## YOUR TASK
Print the full listing once more, exactly as given.

________________

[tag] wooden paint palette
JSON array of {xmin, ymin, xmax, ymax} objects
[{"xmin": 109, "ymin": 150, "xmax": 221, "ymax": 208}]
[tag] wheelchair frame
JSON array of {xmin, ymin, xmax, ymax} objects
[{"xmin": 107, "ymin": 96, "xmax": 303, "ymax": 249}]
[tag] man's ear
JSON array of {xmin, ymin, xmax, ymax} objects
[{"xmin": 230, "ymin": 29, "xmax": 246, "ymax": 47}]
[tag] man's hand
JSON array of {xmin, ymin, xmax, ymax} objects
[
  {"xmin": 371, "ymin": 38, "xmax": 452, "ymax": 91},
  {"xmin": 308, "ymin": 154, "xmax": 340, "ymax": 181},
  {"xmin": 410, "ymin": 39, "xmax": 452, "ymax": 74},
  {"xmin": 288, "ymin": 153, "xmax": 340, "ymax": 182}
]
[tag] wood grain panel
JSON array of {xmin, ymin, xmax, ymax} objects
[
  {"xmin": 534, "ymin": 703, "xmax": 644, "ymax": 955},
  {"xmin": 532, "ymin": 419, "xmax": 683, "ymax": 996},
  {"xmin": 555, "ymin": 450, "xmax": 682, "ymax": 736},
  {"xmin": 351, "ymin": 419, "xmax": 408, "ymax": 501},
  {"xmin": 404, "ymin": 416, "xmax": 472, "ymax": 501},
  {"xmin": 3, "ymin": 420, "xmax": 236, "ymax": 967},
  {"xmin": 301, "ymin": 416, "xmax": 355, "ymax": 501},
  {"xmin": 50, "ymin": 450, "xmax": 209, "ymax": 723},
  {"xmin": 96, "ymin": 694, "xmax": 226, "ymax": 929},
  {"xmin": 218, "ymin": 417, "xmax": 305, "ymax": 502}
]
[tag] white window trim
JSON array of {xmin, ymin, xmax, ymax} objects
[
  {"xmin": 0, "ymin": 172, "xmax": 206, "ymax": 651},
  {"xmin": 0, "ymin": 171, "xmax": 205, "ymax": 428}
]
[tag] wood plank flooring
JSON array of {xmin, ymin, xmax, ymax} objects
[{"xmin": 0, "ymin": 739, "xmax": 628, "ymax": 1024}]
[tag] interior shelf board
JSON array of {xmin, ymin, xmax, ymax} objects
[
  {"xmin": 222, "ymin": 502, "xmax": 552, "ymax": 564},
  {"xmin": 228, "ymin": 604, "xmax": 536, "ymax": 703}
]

________________

## EXERCISE RESULT
[tag] wooden paint palette
JSON array of {xmin, ymin, xmax, ymax} objects
[{"xmin": 109, "ymin": 150, "xmax": 221, "ymax": 208}]
[tag] wheelchair frame
JSON array of {xmin, ymin, xmax, ymax} objects
[{"xmin": 107, "ymin": 96, "xmax": 303, "ymax": 249}]
[tag] man's ear
JSON array of {xmin, ymin, xmax, ymax} objects
[{"xmin": 230, "ymin": 29, "xmax": 246, "ymax": 47}]
[tag] man's hand
JSON array of {xmin, ymin, xmax, ymax} objects
[
  {"xmin": 371, "ymin": 38, "xmax": 452, "ymax": 91},
  {"xmin": 308, "ymin": 154, "xmax": 340, "ymax": 181},
  {"xmin": 410, "ymin": 39, "xmax": 452, "ymax": 74},
  {"xmin": 288, "ymin": 153, "xmax": 340, "ymax": 182}
]
[tag] wood grain panel
JSON array of {xmin, ymin, xmax, ymax} objects
[
  {"xmin": 534, "ymin": 703, "xmax": 644, "ymax": 955},
  {"xmin": 532, "ymin": 419, "xmax": 683, "ymax": 996},
  {"xmin": 555, "ymin": 450, "xmax": 682, "ymax": 736},
  {"xmin": 351, "ymin": 419, "xmax": 408, "ymax": 501},
  {"xmin": 404, "ymin": 416, "xmax": 472, "ymax": 501},
  {"xmin": 3, "ymin": 420, "xmax": 236, "ymax": 967},
  {"xmin": 301, "ymin": 416, "xmax": 355, "ymax": 501},
  {"xmin": 50, "ymin": 450, "xmax": 209, "ymax": 723},
  {"xmin": 96, "ymin": 694, "xmax": 226, "ymax": 929},
  {"xmin": 218, "ymin": 417, "xmax": 305, "ymax": 502}
]
[tag] white window trim
JSON array of {xmin, ymin, xmax, ymax} objects
[
  {"xmin": 0, "ymin": 172, "xmax": 206, "ymax": 651},
  {"xmin": 0, "ymin": 171, "xmax": 205, "ymax": 428}
]
[tag] wood plank flooring
JSON array of {xmin, ymin, xmax, ymax} objects
[{"xmin": 0, "ymin": 739, "xmax": 628, "ymax": 1024}]
[tag] interior shelf board
JSON array of {xmin, ymin, xmax, ymax} objects
[
  {"xmin": 222, "ymin": 502, "xmax": 552, "ymax": 564},
  {"xmin": 228, "ymin": 604, "xmax": 536, "ymax": 703}
]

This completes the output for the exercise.